Stored records

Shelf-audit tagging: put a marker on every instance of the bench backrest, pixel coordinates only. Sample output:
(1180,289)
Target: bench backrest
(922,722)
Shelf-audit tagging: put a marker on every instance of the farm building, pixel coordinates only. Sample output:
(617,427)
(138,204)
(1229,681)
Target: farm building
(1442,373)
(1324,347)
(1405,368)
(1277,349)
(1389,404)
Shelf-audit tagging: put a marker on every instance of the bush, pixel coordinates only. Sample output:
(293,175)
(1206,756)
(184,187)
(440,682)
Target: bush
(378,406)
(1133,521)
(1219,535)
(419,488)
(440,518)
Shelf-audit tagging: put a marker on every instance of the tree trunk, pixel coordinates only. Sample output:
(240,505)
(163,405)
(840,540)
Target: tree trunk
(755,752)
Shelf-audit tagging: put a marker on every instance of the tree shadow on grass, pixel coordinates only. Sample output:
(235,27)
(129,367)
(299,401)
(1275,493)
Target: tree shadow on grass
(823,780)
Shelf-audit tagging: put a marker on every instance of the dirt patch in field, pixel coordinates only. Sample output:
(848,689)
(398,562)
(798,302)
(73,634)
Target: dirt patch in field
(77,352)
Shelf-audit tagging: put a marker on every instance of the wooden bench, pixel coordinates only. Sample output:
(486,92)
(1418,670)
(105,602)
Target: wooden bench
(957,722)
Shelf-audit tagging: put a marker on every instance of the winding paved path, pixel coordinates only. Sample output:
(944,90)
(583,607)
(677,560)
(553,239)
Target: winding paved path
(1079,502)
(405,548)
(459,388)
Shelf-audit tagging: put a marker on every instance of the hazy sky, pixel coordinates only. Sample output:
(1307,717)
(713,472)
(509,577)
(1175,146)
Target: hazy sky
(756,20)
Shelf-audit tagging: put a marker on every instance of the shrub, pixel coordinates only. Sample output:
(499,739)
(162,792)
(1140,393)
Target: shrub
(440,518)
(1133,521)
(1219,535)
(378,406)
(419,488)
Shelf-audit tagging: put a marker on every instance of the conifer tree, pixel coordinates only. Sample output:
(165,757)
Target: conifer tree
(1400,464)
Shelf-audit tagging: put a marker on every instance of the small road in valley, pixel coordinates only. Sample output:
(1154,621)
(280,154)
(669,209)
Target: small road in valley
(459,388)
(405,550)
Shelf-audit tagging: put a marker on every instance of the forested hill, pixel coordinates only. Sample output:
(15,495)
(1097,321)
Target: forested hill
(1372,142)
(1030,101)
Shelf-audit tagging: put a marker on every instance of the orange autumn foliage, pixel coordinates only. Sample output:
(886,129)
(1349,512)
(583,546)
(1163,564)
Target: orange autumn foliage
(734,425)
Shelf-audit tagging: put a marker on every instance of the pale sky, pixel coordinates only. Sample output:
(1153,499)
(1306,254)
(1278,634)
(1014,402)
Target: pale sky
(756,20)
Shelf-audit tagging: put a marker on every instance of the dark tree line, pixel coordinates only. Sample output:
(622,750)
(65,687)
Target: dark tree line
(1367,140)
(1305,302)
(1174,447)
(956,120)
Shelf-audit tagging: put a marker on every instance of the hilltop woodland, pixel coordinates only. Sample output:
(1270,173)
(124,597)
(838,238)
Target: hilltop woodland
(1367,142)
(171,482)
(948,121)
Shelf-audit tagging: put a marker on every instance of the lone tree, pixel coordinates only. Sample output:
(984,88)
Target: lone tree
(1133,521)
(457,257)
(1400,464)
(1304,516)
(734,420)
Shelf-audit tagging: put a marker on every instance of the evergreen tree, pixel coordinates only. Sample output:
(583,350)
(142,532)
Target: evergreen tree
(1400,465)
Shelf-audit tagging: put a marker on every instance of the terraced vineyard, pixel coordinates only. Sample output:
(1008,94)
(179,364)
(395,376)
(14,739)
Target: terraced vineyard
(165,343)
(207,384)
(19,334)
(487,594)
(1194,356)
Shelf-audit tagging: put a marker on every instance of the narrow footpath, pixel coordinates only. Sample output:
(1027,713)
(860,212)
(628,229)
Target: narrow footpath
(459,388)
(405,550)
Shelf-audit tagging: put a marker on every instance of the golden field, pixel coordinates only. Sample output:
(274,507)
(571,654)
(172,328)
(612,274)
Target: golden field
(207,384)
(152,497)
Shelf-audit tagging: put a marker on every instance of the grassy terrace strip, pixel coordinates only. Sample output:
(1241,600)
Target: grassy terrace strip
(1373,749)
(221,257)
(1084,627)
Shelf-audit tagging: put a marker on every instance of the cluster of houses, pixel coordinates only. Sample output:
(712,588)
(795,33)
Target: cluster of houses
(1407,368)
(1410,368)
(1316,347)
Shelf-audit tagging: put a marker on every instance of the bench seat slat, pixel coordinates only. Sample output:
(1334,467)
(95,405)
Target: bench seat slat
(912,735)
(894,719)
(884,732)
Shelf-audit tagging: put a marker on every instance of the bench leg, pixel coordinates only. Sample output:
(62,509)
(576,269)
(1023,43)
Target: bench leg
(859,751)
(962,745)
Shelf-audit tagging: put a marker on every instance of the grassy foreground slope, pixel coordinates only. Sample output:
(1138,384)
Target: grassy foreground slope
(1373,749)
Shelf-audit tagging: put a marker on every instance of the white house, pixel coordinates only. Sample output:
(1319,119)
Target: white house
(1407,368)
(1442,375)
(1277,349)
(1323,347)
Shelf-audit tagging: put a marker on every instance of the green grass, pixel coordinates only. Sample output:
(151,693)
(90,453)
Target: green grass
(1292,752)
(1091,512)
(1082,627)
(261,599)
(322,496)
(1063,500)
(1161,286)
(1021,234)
--
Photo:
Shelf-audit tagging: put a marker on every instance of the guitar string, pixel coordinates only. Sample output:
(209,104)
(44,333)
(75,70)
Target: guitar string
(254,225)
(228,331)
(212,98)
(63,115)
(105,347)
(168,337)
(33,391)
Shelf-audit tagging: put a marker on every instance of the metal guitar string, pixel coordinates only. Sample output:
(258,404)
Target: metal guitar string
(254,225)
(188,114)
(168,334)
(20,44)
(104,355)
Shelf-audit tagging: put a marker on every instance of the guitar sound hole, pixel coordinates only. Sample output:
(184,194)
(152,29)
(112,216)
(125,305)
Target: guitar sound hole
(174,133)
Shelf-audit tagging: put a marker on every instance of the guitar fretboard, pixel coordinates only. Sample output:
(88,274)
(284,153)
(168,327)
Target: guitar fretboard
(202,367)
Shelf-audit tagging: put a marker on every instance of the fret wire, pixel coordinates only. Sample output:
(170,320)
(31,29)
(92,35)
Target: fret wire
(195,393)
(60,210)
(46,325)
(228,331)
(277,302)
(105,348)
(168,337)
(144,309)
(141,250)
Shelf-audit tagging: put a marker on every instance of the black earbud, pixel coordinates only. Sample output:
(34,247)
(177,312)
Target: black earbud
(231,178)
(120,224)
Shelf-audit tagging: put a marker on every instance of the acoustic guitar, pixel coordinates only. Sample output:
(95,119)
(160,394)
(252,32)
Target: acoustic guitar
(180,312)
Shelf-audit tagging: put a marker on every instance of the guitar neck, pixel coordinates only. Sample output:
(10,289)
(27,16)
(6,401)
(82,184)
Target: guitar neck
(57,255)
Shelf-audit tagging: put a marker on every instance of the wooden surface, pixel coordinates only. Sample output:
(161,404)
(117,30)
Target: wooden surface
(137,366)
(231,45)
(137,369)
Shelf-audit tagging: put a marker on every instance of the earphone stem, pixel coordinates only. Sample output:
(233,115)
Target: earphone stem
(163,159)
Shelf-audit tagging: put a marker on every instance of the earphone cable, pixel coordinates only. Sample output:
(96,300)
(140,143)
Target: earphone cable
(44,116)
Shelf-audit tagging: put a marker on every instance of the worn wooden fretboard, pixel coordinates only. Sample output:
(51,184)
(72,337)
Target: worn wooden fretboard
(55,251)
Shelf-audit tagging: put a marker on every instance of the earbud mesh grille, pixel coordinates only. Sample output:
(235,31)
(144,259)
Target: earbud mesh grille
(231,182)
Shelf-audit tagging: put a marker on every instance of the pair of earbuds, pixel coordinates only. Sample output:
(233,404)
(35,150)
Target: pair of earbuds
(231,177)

What you are asked to do:
Pick out and copy each line above that contains the word "backrest", matching case exactly.

Exercise solution:
Shelf-audit tagging: put a marker on every instance of the bench backrest, pixel coordinates only. Sample output:
Target: bench backrest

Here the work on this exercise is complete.